- **WORK TO BE COMPLETED**
With the line containing "264, row 271." as the start and the line containing "point_to(query) puts a dot on the boy's" as the end, transcribe that span of the entries below exactly, including both.

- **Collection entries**
Start of Block

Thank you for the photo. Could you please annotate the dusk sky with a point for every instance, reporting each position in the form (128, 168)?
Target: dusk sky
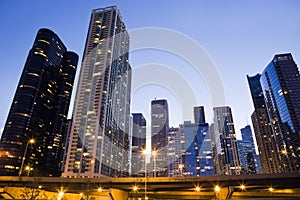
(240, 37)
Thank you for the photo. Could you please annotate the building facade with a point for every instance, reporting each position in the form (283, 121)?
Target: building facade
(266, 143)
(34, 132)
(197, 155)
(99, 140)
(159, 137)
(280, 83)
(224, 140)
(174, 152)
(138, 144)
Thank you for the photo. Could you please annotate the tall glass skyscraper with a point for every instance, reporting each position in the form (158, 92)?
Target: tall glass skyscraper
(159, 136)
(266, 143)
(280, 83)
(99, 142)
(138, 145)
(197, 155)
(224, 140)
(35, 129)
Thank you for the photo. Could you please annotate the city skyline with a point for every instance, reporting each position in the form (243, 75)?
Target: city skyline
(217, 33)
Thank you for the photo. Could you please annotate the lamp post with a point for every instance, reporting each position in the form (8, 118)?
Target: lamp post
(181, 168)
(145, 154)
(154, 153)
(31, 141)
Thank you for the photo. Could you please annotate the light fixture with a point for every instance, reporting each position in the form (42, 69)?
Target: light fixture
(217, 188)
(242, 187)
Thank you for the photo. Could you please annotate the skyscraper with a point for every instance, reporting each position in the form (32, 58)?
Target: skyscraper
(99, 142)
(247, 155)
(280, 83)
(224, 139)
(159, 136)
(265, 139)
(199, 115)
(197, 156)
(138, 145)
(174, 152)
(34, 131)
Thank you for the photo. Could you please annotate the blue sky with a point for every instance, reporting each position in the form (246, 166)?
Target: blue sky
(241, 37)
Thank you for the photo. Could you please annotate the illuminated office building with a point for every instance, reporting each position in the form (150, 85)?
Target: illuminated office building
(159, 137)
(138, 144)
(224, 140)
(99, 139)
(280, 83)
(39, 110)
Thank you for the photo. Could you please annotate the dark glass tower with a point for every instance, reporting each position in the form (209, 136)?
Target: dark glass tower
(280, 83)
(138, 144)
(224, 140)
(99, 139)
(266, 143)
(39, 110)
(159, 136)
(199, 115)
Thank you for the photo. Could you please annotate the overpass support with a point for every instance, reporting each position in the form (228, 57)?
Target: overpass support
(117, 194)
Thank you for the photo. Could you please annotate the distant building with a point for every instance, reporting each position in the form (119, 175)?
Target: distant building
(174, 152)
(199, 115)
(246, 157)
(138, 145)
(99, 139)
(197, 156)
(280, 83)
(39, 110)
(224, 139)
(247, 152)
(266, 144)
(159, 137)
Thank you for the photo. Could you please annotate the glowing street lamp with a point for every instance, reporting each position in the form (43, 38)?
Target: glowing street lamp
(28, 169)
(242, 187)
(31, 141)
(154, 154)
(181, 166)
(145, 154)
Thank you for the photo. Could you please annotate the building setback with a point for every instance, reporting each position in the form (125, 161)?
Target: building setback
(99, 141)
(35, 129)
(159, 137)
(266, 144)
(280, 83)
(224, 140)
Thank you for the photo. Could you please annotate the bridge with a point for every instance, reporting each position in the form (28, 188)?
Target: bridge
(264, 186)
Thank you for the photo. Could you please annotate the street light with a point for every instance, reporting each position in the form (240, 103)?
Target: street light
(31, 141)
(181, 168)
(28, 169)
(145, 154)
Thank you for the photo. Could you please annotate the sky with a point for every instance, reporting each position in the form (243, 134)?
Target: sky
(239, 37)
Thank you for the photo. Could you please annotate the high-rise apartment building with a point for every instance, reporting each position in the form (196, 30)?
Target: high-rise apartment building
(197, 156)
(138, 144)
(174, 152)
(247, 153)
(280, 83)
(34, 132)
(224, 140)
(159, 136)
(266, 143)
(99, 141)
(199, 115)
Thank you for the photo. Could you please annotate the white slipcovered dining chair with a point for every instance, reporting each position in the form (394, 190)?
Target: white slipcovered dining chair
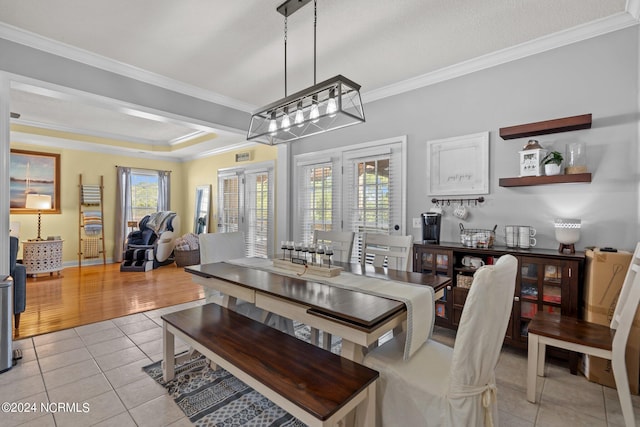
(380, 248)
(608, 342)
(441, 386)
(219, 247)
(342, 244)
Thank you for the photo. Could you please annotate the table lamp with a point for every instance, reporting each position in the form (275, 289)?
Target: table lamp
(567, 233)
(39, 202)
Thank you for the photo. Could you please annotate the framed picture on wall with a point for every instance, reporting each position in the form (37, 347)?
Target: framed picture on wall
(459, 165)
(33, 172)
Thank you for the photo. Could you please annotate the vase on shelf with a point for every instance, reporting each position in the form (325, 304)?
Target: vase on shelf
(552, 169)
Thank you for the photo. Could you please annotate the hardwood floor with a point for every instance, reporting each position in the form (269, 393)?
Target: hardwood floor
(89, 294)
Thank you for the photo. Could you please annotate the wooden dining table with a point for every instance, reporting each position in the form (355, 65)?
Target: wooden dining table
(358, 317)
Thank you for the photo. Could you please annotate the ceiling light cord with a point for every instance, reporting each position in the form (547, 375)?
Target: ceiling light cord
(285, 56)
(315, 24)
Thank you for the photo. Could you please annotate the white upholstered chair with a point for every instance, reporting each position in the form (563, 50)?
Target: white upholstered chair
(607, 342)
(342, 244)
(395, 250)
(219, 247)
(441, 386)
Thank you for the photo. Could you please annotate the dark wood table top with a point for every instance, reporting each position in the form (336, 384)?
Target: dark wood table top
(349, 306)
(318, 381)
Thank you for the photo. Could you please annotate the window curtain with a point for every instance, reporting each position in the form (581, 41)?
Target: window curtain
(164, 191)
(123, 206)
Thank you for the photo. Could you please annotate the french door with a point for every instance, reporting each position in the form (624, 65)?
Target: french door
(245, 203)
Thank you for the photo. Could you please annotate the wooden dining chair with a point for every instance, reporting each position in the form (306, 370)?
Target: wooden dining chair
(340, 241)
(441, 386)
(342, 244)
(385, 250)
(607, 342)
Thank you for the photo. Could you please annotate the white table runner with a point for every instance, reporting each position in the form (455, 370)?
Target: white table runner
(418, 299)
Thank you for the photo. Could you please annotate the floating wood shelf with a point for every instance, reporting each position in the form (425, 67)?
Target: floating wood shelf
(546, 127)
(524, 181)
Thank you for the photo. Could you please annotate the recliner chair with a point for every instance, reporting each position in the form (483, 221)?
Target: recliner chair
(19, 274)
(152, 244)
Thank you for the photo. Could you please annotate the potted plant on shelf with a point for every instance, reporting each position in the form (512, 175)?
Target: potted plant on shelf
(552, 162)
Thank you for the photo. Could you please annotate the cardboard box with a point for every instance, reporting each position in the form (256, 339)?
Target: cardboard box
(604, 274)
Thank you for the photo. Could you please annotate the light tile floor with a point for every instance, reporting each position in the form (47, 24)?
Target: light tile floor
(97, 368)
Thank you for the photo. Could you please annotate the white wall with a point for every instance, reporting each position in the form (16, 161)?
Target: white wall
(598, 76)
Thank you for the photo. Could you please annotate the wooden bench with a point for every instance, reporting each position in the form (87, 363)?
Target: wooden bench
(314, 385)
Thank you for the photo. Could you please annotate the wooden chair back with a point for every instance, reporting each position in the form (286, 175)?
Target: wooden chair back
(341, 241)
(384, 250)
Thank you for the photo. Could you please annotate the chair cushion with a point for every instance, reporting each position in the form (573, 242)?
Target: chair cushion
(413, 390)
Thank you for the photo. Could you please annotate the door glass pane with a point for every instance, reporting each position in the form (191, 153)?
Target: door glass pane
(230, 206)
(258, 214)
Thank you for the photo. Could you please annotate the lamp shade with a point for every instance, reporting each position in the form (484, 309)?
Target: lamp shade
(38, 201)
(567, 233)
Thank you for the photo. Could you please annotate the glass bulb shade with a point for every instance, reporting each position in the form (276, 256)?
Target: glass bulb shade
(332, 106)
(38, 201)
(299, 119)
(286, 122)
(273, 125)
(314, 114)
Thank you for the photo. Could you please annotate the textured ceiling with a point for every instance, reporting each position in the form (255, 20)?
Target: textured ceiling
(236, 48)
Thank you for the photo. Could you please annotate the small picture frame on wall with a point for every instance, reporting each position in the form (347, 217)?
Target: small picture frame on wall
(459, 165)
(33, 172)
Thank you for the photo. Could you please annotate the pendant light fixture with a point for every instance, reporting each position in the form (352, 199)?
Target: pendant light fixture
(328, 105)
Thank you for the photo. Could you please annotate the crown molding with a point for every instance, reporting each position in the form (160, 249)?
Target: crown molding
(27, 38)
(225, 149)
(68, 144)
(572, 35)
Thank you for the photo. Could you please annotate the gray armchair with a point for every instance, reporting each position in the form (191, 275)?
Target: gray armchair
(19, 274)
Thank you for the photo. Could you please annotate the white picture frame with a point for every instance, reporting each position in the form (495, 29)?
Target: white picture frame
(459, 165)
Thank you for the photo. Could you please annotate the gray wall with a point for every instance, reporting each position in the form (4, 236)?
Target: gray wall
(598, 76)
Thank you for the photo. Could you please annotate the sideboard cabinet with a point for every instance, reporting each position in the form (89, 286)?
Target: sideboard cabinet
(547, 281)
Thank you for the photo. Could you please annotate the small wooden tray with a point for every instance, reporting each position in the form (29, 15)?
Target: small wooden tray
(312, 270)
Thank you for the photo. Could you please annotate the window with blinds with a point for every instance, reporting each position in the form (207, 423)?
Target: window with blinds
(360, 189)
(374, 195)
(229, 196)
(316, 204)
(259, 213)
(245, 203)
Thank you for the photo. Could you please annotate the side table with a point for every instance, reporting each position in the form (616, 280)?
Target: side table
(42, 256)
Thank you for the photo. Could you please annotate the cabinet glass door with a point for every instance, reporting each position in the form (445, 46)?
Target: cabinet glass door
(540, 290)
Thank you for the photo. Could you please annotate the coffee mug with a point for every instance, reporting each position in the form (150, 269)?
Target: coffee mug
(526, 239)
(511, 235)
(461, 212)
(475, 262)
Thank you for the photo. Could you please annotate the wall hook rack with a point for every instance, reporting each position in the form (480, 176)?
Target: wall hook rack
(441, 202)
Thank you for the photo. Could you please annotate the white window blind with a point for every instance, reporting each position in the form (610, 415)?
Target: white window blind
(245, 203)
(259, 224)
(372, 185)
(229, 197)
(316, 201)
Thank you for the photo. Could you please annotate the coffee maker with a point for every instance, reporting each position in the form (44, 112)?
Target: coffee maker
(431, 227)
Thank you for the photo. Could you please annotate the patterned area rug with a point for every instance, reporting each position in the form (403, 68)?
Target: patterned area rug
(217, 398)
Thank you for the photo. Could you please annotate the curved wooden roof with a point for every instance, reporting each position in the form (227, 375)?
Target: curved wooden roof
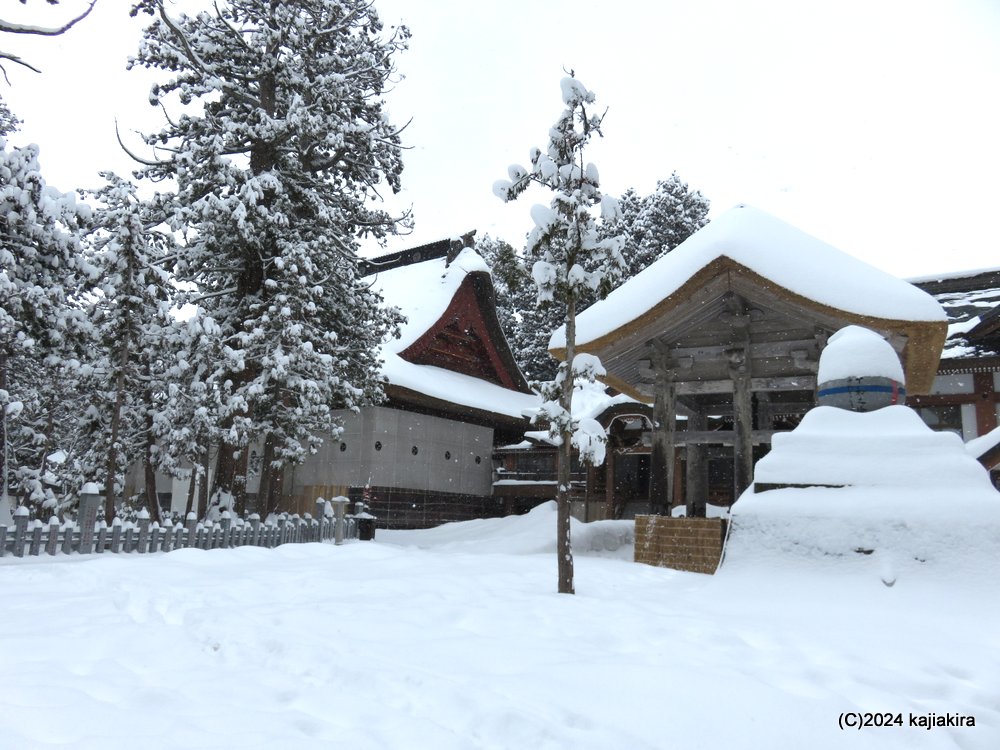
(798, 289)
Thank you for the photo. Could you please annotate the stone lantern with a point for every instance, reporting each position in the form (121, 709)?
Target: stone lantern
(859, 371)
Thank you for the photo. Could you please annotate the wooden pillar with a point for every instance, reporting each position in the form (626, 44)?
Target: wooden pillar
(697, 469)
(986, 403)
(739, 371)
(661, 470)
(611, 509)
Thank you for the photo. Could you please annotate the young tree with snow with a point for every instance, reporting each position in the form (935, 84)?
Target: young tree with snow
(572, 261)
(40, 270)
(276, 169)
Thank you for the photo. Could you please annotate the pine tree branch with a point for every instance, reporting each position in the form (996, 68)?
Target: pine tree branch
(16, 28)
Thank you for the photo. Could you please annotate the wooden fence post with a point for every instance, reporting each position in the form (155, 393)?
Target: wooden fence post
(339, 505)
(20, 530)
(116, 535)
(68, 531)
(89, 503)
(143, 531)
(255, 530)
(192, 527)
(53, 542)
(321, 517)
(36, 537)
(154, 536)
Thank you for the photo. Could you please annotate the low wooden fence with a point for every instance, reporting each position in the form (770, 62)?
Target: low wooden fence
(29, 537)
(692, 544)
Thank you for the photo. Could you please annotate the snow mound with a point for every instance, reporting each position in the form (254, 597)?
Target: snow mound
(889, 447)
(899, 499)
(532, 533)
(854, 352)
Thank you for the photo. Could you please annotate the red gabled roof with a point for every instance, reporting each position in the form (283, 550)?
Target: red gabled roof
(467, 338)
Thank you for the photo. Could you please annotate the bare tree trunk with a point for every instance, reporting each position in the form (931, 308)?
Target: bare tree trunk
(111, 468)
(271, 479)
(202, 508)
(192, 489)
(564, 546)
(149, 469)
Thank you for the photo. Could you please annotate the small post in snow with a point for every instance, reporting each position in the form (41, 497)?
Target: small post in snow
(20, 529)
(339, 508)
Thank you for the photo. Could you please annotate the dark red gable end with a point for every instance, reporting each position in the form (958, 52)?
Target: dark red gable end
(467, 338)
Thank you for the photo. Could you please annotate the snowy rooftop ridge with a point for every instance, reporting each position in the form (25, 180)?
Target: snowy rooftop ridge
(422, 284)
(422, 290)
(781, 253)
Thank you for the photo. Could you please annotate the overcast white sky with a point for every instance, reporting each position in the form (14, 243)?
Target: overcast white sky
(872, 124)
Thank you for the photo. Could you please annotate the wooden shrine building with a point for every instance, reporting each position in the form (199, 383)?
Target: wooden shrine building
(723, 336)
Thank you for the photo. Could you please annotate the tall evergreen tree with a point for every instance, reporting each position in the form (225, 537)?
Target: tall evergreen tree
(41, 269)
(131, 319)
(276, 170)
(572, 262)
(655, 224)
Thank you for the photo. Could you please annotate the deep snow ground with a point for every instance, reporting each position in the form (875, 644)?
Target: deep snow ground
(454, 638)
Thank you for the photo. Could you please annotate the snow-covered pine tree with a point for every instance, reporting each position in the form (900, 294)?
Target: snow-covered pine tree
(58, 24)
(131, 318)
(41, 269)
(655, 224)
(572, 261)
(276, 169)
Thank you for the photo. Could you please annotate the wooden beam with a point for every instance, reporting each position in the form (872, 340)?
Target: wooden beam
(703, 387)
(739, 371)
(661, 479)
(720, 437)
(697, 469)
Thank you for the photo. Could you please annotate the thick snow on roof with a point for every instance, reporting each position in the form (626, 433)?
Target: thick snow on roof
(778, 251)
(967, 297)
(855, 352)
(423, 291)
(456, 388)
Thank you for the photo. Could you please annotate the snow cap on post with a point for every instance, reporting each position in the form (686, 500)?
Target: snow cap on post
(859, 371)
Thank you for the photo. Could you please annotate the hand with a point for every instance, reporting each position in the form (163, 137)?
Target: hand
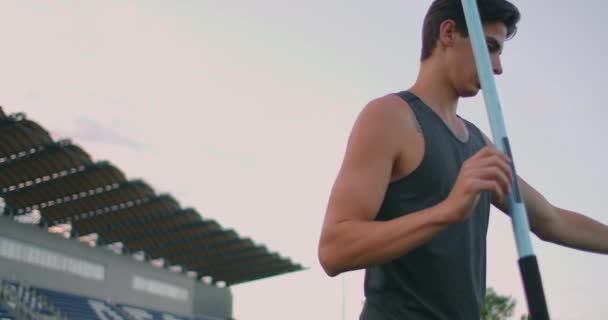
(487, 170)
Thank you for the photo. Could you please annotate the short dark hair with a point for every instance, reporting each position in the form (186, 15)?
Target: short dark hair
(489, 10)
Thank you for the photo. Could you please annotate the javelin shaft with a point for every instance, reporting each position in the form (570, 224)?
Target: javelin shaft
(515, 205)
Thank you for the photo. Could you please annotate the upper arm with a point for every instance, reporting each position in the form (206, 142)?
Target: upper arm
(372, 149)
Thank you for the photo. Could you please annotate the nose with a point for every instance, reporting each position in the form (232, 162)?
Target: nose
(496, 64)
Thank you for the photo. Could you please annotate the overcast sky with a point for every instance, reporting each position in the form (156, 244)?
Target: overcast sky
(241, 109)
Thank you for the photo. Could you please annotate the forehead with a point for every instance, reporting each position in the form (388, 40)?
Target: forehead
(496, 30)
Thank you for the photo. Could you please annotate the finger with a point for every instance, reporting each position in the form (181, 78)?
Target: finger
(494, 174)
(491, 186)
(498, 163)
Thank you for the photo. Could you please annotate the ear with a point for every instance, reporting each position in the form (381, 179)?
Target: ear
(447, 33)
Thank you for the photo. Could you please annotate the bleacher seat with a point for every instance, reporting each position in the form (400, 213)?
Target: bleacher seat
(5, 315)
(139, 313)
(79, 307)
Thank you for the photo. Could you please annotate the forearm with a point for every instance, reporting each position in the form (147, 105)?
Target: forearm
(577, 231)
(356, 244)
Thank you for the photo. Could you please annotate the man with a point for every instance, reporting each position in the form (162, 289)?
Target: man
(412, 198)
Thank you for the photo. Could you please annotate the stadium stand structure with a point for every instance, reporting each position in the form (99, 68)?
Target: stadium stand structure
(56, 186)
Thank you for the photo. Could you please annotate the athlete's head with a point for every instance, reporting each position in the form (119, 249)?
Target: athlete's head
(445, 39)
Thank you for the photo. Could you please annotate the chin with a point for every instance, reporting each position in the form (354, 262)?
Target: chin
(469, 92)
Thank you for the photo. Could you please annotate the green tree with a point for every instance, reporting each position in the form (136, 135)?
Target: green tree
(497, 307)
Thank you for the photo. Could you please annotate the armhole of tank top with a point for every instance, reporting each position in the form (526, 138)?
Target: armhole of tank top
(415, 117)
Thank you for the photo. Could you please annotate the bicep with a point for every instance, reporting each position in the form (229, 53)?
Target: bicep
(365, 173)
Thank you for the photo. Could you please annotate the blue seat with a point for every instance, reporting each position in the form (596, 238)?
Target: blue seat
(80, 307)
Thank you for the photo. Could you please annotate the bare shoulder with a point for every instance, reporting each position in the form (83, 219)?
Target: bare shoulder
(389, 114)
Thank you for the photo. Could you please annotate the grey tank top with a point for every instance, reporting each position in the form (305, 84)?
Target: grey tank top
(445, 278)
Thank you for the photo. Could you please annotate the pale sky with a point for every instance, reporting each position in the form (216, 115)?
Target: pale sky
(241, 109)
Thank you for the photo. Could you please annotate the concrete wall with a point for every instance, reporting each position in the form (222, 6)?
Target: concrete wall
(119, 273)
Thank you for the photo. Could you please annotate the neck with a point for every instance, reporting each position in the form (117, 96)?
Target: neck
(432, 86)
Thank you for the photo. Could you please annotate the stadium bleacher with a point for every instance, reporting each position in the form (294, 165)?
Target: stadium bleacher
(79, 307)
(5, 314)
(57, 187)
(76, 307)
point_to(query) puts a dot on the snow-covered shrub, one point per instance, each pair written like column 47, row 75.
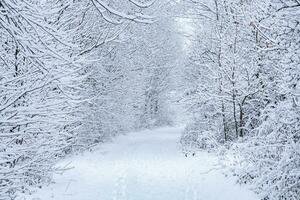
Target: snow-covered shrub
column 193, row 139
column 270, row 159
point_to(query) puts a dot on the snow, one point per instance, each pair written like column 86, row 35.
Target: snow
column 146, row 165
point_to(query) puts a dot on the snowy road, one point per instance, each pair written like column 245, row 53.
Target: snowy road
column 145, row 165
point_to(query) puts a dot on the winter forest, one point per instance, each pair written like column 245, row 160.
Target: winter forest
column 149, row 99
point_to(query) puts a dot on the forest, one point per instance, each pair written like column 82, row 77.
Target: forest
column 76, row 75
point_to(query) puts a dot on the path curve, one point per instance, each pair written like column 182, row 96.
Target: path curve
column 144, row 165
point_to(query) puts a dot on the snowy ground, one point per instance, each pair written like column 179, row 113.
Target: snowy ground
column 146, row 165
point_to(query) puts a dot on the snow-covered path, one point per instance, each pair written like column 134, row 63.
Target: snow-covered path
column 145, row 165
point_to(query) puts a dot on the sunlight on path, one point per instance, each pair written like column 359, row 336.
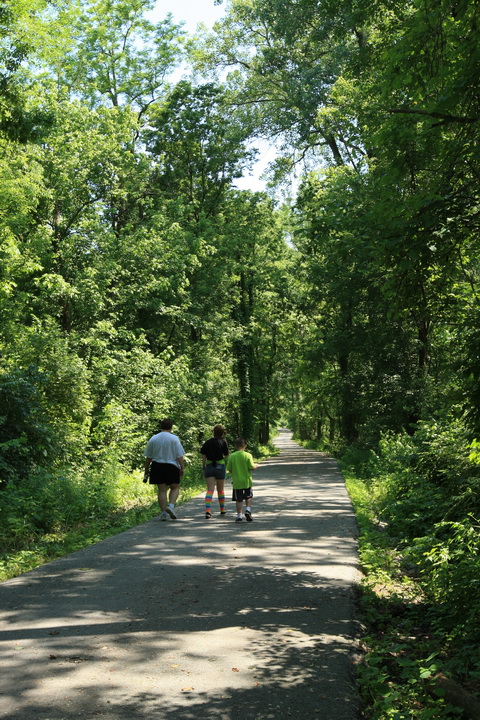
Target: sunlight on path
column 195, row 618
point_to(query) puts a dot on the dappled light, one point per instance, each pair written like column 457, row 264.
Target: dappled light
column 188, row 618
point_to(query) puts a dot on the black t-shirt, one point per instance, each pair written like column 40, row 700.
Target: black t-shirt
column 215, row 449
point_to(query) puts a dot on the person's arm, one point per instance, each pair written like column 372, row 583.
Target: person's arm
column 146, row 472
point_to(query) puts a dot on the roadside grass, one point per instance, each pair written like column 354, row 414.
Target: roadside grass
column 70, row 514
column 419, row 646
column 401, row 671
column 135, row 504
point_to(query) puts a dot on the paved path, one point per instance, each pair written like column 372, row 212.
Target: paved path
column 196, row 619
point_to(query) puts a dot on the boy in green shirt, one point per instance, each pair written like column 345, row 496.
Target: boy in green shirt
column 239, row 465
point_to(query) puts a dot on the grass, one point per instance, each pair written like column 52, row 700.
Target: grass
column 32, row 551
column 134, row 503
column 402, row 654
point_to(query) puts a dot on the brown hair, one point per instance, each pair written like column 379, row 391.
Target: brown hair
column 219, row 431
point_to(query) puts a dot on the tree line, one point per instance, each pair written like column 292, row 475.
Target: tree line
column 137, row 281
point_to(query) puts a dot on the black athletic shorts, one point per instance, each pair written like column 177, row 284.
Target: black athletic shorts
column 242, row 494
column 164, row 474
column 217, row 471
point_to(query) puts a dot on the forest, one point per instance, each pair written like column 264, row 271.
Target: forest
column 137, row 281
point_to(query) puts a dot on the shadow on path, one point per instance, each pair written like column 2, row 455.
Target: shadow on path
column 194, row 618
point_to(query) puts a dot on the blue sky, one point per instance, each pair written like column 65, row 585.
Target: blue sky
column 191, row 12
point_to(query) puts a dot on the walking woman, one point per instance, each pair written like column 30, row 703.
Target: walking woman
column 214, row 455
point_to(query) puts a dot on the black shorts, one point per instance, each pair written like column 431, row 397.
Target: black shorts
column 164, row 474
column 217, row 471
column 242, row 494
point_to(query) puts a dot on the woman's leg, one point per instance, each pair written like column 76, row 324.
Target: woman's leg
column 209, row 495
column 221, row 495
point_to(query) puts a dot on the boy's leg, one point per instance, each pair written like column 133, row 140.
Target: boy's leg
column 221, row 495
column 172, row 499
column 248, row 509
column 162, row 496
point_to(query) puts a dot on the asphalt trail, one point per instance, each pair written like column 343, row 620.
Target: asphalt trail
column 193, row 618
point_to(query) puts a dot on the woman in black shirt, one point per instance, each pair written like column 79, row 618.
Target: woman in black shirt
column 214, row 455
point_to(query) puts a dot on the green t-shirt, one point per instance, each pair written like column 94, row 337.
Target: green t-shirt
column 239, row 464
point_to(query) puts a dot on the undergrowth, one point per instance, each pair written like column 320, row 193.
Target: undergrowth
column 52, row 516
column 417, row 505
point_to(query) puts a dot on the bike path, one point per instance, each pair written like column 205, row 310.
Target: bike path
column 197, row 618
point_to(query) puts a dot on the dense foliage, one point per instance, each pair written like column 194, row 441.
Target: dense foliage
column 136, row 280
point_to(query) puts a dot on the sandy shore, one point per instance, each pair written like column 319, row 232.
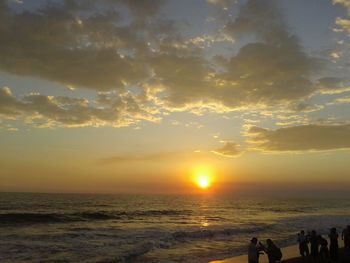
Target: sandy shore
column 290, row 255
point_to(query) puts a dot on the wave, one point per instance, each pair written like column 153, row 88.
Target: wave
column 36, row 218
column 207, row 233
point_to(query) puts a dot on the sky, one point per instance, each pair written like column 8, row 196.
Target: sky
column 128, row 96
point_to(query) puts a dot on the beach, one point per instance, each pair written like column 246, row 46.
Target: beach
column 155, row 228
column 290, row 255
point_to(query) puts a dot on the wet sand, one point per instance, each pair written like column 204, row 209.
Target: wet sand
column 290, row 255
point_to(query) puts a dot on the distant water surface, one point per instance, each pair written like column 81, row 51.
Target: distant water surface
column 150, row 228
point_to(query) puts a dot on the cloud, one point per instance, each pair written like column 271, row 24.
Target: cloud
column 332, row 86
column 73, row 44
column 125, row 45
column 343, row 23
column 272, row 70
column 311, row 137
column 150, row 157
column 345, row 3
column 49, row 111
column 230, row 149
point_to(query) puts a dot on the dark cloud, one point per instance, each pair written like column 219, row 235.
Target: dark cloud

End of Block

- **RESULT OF THE TASK**
point_to(query) puts a dot on the forest, one point per instance, each pair written like column 264, row 271.
Target: forest
column 137, row 281
point_to(query) puts a dot on the shadow on path, one point per instance, each pair written like column 2, row 455.
Target: shadow on path
column 194, row 618
point_to(query) puts a dot on the blue sky, one point per instance, each pair written like column 65, row 585.
Target: blue sky
column 191, row 12
point_to(query) puts a dot on the walking woman, one point per instance, each pair written like column 30, row 703.
Target: walking woman
column 214, row 455
point_to(query) puts a dot on the black shorts, one point per instance, each pair written like column 431, row 397.
Target: black shorts
column 164, row 474
column 217, row 471
column 242, row 494
point_to(query) puts a dot on the woman's leg, one point per instance, each pair written like column 76, row 324.
Target: woman's leg
column 209, row 495
column 221, row 495
point_to(query) puts a dot on the boy's leg, one point per instance, each pair written like column 133, row 140.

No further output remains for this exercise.